Signage for a Chipotle Mexican Grill is seen in Los Angeles, California, United States, April 25, 2016. REUTERS/Lucy Nicholson/File Photo

Lisa Baertlein

Hackers used malware to steal customer payment data from most of Chipotle Mexican Grill Inc’s (CMG.N) restaurants over a span of three weeks, the company said on Friday, adding to woes at the chain whose sales had just started recovering from a string of food safety lapses in 2015.

Chipotle said it did not know how many payment cards or customers were affected by the breach that struck most of its roughly 2,250 restaurants for varying amounts of time between March 24 and April 18, spokesman Chris Arnold said via email.

A handful of Canadian restaurants were also hit in the breach, which the company first disclosed on April 25.

Stolen data included account numbers and internal verification codes. The malware has since been removed.

The information could be used to drain debit card-linked bank accounts, make “clone” credit cards, or to buy items on certain less-secure online sites, said Paul Stephens, director of policy and advocacy at the non-profit Privacy Rights Clearinghouse.

The breach could once again threatens sales at its restaurants, which only recently recovered after falling sharply in late 2015 after Chipotle was linked to outbreaks of E. coli, salmonella and norovirus that sickened hundreds of people.

An investigation into the breach found the malware searched for data from the magnetic stripe of payment cards.

Arnold said Chipotle could not alert customers directly as it did not collect their names and mailing addresses at the time of purchase.

The company posted notifications on the Chipotle and Pizzeria Locale websites and issued a news release to make customers aware of the incident.

Linn Freedman, an attorney at Robinson & Cole LLP specializing in data breach response, said Chipotle was putting the burden on the consumer to discover possible fraudulent transactions by notifying them through the websites.

====

Reproduce the news article above about the Chipotle payment data breach word for word, from start to finish.

Dataset records:
====

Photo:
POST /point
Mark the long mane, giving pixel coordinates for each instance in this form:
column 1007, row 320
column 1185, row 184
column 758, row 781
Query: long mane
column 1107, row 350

====

§ **Response area**
Signage for a Chipotle Mexican Grill is seen in Los Angeles, California, United States, April 25, 2016. REUTERS/Lucy Nicholson/File Photo

Lisa Baertlein

Hackers used malware to steal customer payment data from most of Chipotle Mexican Grill Inc’s (CMG.N) restaurants over a span of three weeks, the company said on Friday, adding to woes at the chain whose sales had just started recovering from a string of food safety lapses in 2015.

Chipotle said it did not know how many payment cards or customers were affected by the breach that struck most of its roughly 2,250 restaurants for varying amounts of time between March 24 and April 18, spokesman Chris Arnold said via email.

A handful of Canadian restaurants were also hit in the breach, which the company first disclosed on April 25.

Stolen data included account numbers and internal verification codes. The malware has since been removed.

The information could be used to drain debit card-linked bank accounts, make “clone” credit cards, or to buy items on certain less-secure online sites, said Paul Stephens, director of policy and advocacy at the non-profit Privacy Rights Clearinghouse.

The breach could once again threatens sales at its restaurants, which only recently recovered after falling sharply in late 2015 after Chipotle was linked to outbreaks of E. coli, salmonella and norovirus that sickened hundreds of people.

An investigation into the breach found the malware searched for data from the magnetic stripe of payment cards.

Arnold said Chipotle could not alert customers directly as it did not collect their names and mailing addresses at the time of purchase.

The company posted notifications on the Chipotle and Pizzeria Locale websites and issued a news release to make customers aware of the incident.

Linn Freedman, an attorney at Robinson & Cole LLP specializing in data breach response, said Chipotle was putting the burden on the consumer to discover possible fraudulent transactions by notifying them through the websites.